__Exercise__. Starting at the line that contains "# locate bird's eye: put", quote each line exactly through the last line of the entries, both included.

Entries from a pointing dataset
-------------------------
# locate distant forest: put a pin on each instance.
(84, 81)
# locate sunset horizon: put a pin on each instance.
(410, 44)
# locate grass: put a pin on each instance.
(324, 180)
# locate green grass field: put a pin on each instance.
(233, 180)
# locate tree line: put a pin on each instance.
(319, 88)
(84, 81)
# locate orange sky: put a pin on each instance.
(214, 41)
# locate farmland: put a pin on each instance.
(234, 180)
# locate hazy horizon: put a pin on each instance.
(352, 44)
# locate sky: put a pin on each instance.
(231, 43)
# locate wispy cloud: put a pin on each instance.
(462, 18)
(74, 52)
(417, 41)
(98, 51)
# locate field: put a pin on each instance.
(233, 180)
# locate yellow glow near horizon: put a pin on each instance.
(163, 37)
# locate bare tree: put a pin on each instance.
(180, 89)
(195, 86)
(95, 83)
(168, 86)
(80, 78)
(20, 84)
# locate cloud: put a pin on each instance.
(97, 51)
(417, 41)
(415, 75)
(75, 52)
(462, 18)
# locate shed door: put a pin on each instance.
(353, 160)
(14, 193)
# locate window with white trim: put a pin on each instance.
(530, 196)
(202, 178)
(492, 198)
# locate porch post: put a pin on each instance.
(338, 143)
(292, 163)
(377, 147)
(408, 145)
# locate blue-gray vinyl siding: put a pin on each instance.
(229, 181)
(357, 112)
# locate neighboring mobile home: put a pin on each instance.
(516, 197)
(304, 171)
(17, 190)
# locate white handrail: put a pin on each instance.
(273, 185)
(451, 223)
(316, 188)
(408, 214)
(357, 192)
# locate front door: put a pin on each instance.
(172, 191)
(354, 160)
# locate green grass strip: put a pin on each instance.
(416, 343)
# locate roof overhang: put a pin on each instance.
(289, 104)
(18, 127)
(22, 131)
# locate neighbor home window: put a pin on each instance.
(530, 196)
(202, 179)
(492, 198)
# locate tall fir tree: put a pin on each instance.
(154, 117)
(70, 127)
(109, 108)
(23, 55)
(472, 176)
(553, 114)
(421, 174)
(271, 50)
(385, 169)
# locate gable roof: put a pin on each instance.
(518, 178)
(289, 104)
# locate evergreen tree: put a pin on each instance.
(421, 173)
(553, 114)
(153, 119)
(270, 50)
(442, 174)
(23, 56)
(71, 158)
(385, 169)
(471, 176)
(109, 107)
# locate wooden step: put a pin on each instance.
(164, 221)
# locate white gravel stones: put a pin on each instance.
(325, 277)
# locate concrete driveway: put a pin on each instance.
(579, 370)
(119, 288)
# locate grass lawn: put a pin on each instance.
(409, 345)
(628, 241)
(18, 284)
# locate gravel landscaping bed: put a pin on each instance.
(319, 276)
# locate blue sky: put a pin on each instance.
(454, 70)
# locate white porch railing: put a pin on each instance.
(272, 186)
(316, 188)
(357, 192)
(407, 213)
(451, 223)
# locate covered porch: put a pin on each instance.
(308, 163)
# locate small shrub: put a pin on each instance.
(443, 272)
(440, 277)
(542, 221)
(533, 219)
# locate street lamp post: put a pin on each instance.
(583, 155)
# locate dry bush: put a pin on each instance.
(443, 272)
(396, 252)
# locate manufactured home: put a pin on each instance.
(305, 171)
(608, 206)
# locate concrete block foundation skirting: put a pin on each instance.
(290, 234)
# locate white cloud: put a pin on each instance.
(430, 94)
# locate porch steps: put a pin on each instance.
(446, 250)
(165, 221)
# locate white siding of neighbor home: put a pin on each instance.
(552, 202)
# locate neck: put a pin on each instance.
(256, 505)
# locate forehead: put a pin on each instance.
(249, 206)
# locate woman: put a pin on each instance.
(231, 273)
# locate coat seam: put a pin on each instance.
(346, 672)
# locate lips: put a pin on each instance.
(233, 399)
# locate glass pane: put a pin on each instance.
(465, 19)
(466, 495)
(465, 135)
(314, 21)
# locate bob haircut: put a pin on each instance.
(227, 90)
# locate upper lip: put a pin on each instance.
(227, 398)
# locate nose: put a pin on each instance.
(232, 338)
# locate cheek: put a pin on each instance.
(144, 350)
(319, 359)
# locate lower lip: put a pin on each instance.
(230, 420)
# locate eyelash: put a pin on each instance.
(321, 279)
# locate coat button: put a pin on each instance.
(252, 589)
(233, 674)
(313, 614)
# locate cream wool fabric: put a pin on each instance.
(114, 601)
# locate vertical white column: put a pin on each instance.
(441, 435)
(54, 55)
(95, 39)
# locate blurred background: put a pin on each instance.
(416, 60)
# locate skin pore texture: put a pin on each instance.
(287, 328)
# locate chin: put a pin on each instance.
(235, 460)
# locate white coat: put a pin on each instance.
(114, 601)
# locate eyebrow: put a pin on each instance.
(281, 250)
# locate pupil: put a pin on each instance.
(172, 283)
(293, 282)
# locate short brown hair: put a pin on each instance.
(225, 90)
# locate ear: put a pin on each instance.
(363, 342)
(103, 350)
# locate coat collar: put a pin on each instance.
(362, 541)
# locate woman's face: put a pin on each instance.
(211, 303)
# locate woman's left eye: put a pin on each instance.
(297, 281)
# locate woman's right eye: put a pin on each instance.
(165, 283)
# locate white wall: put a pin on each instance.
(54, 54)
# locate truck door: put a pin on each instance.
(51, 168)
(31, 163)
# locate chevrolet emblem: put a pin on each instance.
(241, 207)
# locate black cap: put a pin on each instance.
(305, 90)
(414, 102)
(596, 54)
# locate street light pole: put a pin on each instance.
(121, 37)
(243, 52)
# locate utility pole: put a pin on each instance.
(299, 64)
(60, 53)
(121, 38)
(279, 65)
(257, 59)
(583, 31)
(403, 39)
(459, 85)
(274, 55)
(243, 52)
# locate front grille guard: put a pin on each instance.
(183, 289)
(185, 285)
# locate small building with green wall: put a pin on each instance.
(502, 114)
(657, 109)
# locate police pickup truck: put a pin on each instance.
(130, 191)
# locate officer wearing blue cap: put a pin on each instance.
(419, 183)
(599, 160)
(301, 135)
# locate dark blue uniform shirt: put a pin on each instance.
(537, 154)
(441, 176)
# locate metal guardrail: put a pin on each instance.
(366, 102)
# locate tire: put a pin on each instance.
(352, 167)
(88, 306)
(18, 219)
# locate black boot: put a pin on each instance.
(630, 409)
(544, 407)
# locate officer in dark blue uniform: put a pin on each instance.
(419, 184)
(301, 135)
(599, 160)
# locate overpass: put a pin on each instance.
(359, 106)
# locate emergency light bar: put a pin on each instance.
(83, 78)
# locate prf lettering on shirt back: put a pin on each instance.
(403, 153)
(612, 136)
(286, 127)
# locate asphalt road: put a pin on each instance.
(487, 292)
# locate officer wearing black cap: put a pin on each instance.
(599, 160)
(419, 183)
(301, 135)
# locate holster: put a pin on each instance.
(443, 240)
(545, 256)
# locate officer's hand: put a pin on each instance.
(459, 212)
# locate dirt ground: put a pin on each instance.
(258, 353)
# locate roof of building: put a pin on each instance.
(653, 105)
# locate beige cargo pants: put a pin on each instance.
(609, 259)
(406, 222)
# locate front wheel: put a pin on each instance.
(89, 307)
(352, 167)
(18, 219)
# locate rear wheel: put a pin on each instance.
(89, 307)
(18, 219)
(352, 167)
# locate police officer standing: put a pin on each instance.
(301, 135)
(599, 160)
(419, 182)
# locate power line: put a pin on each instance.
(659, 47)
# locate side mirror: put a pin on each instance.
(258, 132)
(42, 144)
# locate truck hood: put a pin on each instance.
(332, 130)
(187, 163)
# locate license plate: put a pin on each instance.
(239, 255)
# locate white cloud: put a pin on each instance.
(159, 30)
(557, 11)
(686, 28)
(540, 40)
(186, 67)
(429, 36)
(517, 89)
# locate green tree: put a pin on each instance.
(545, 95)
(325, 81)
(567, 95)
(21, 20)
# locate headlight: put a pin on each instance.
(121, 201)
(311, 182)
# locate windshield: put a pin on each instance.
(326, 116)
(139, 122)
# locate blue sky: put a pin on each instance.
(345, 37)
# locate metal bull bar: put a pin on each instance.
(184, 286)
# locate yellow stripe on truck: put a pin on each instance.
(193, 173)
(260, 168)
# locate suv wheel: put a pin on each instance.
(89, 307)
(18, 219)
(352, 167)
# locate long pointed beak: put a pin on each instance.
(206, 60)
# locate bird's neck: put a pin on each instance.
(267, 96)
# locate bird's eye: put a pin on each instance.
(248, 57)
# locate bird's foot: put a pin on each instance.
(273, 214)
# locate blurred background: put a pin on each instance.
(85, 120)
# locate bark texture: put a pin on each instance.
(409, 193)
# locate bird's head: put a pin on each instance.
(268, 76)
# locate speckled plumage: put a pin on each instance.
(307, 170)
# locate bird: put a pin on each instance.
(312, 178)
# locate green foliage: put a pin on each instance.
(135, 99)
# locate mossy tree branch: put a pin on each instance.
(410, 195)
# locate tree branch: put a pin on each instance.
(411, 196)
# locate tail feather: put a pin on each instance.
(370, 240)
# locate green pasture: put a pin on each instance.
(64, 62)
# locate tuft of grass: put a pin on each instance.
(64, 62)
-------------------------
__Output for this task__.
# locate bird's eye: put a pin on each instance.
(248, 57)
# locate bird's foot: put a pin on each instance.
(273, 214)
# locate blurred background: put a pin on each instance.
(85, 120)
# locate bark texture: put a pin on each instance.
(409, 193)
# locate bird's head: put a pin on each instance.
(268, 76)
# locate speckled plumage: put a pin on each instance.
(307, 170)
# locate bird: put a pin on each instance.
(312, 178)
# locate green foliage: put a pin on each instance.
(135, 99)
# locate mossy tree branch: put a pin on each instance.
(410, 195)
# locate tree branch: put a pin on each instance.
(411, 196)
# locate tail feather: put a pin on each instance.
(370, 240)
# locate green pasture: put a pin on each instance.
(64, 62)
# locate tuft of grass: put a pin on each instance.
(64, 62)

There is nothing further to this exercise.